** START **

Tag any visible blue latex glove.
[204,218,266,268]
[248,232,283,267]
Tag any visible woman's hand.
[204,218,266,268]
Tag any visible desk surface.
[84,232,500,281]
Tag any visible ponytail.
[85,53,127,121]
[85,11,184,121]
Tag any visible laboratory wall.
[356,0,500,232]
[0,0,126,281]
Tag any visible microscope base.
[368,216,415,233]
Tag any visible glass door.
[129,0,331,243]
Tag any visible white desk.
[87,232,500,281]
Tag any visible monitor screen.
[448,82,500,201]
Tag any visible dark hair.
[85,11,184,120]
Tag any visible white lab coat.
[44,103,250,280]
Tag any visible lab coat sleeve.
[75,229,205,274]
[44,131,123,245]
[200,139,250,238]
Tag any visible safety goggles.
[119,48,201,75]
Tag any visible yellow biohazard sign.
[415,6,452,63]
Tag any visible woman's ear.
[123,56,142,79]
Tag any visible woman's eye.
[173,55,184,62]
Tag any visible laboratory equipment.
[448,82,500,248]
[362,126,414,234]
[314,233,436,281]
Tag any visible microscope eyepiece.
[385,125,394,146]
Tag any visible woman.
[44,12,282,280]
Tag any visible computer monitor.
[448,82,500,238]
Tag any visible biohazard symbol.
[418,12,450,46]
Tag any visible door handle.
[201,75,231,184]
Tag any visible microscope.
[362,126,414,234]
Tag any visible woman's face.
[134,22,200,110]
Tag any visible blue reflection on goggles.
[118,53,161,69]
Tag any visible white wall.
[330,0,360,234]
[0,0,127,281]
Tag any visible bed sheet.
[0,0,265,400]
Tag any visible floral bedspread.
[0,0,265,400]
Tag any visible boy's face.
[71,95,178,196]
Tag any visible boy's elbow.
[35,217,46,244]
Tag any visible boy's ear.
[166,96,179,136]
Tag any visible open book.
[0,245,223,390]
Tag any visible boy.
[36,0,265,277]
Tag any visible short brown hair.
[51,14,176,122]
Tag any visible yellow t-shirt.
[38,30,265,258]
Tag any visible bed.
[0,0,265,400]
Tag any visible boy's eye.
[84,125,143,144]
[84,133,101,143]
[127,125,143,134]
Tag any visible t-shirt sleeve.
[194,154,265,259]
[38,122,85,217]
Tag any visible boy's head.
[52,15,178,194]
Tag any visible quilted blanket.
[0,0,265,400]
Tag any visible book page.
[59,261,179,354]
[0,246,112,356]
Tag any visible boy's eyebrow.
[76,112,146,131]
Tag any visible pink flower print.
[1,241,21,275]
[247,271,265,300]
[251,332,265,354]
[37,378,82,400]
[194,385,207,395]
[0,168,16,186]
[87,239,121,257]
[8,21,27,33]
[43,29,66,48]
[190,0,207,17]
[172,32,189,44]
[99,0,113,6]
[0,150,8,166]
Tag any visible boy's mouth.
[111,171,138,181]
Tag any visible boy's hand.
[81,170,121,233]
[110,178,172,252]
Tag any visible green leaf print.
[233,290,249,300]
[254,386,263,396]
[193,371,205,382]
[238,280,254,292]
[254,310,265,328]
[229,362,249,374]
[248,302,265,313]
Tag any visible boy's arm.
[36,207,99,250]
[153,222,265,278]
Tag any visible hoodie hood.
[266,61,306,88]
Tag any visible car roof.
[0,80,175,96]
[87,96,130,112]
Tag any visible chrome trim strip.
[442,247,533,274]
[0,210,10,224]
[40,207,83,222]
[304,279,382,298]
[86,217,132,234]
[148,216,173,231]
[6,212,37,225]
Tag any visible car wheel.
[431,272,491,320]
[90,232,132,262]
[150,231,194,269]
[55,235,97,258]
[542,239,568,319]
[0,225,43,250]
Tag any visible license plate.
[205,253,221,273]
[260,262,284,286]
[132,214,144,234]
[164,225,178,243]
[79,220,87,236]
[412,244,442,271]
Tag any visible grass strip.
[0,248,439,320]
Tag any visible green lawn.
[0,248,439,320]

** END **

Short task
Render every one of the records above as a JSON list of strings, with one string per line and no strings for blank lines.

Exercise answer
[
  "Tag any visible blue latex glove.",
  "[204,218,266,268]",
  "[248,232,283,267]",
  "Tag any visible woman's hand.",
  "[204,218,266,268]",
  "Tag any visible desk surface.",
  "[84,232,500,281]",
  "Tag any visible ponytail.",
  "[85,53,127,121]",
  "[85,11,184,121]",
  "Tag any visible laboratory wall.",
  "[356,0,500,232]",
  "[0,0,126,281]",
  "Tag any visible microscope base.",
  "[368,216,415,233]",
  "Tag any visible glass door.",
  "[129,0,331,243]",
  "Tag any visible white desk.",
  "[87,232,500,281]",
  "Tag any visible monitor screen.",
  "[448,82,500,201]",
  "Tag any visible dark hair.",
  "[85,11,184,120]",
  "Tag any visible white lab coat.",
  "[44,103,250,280]",
  "Tag any visible lab coat sleeve.",
  "[75,229,205,274]",
  "[44,131,123,245]",
  "[200,139,250,238]",
  "Tag any visible safety goggles.",
  "[119,48,201,75]",
  "Tag any visible yellow biohazard sign.",
  "[415,6,452,63]",
  "Tag any visible woman's ear.",
  "[123,56,142,79]",
  "Tag any visible woman's eye.",
  "[173,55,184,62]",
  "Tag any visible laboratory equipment.",
  "[448,82,500,248]",
  "[362,126,414,234]",
  "[314,233,436,281]",
  "Tag any visible microscope eyepiece.",
  "[385,125,394,146]",
  "Tag any visible woman.",
  "[44,12,282,280]",
  "Tag any visible computer monitor.",
  "[448,82,500,238]",
  "Tag any visible biohazard symbol.",
  "[418,12,450,46]",
  "Tag any visible door handle.",
  "[201,75,231,184]",
  "Tag any visible microscope.",
  "[362,126,414,234]",
  "Tag any visible woman's face.",
  "[134,22,200,110]",
  "Tag any visible blue reflection on goggles.",
  "[118,53,161,69]",
  "Tag any visible white wall.",
  "[330,0,360,234]",
  "[0,0,127,281]",
  "Tag any visible bed sheet.",
  "[0,0,265,400]",
  "Tag any visible floral bedspread.",
  "[0,0,265,400]",
  "Tag any visible boy's face.",
  "[71,95,178,196]",
  "Tag any visible boy's elbow.",
  "[35,217,46,244]",
  "Tag any visible boy's ear.",
  "[166,96,179,136]",
  "Tag any visible open book.",
  "[0,245,223,390]",
  "Tag any visible boy.",
  "[36,0,265,277]",
  "Tag any visible short brown hair.",
  "[51,14,176,122]",
  "Tag any visible yellow t-shirt.",
  "[38,30,265,258]",
  "Tag any visible bed.",
  "[0,0,265,400]",
  "Tag any visible boy's eye.",
  "[84,125,143,144]",
  "[84,133,101,143]",
  "[127,125,143,134]",
  "Tag any visible t-shirt sleeve.",
  "[194,154,265,259]",
  "[38,122,85,217]",
  "Tag any visible boy's head.",
  "[52,15,178,194]",
  "Tag any visible quilted blanket.",
  "[0,0,265,400]",
  "Tag any visible book page.",
  "[59,261,179,354]",
  "[0,246,112,356]",
  "Tag any visible boy's eyebrow.",
  "[76,112,146,131]",
  "Tag any visible pink flower print.",
  "[1,241,21,275]",
  "[247,271,265,300]",
  "[251,332,265,354]",
  "[37,378,82,400]",
  "[194,385,207,395]",
  "[0,168,16,186]",
  "[87,239,121,257]",
  "[8,21,27,33]",
  "[43,29,66,48]",
  "[190,0,207,17]",
  "[172,32,189,44]",
  "[99,0,113,6]",
  "[0,150,8,166]",
  "Tag any visible boy's mouth.",
  "[111,171,138,181]",
  "Tag any visible boy's hand.",
  "[81,170,121,233]",
  "[110,178,172,252]",
  "Tag any visible green leaf print.",
  "[233,290,249,300]",
  "[254,386,263,396]",
  "[193,371,205,382]",
  "[238,280,254,292]",
  "[254,310,265,328]",
  "[229,362,249,374]",
  "[248,302,265,313]",
  "Tag any visible boy's arm.",
  "[36,207,99,250]",
  "[153,222,265,278]",
  "Tag any visible hoodie hood.",
  "[266,61,306,88]",
  "Tag any visible car roof.",
  "[0,80,175,96]",
  "[87,96,130,112]",
  "Tag any visible chrome trim strip.",
  "[442,247,533,274]",
  "[0,210,10,224]",
  "[40,207,83,222]",
  "[304,279,382,298]",
  "[86,217,132,234]",
  "[148,216,173,231]",
  "[6,212,37,225]",
  "Tag any visible car wheel.",
  "[431,272,491,320]",
  "[90,232,132,262]",
  "[150,231,194,269]",
  "[55,235,97,258]",
  "[542,239,568,319]",
  "[0,225,43,250]",
  "Tag any visible license plate.",
  "[205,253,221,273]",
  "[260,262,284,286]",
  "[132,214,144,234]",
  "[164,225,178,243]",
  "[79,220,87,236]",
  "[412,244,442,271]",
  "Tag any visible grass strip.",
  "[0,248,439,320]",
  "Tag any visible green lawn.",
  "[0,248,439,320]"
]